What needs to be done: From the material below, copy out each line with the word "outline" in it.

____________

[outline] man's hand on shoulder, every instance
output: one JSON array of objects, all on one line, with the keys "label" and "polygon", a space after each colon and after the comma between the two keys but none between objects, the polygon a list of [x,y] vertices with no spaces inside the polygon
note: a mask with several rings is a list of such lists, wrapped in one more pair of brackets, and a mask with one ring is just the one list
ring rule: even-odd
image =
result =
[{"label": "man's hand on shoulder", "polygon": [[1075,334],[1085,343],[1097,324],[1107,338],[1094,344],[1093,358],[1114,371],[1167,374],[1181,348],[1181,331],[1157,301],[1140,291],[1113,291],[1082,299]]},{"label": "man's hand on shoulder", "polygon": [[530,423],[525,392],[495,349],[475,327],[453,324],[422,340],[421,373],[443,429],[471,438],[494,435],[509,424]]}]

____________

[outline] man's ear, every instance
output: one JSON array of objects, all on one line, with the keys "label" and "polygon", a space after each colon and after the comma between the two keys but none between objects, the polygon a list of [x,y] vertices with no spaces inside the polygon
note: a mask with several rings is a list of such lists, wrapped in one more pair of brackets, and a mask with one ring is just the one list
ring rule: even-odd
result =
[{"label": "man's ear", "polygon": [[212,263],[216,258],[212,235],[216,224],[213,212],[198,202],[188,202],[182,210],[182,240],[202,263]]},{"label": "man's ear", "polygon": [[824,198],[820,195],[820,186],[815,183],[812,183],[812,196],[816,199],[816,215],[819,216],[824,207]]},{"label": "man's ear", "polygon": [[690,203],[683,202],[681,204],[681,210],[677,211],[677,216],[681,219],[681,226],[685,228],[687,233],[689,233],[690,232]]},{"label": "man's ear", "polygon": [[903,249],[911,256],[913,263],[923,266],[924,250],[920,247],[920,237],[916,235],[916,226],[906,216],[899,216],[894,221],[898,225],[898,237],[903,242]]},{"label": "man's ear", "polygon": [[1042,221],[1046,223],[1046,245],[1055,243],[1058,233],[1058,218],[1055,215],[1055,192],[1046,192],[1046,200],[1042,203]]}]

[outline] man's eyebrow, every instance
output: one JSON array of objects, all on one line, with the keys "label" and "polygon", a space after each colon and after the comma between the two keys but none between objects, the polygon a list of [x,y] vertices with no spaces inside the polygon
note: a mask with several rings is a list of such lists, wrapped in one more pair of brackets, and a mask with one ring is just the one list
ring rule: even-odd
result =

____________

Solution to the exercise:
[outline] man's hand on shoulder, every instance
[outline] man's ear, every instance
[outline] man's eyebrow, every instance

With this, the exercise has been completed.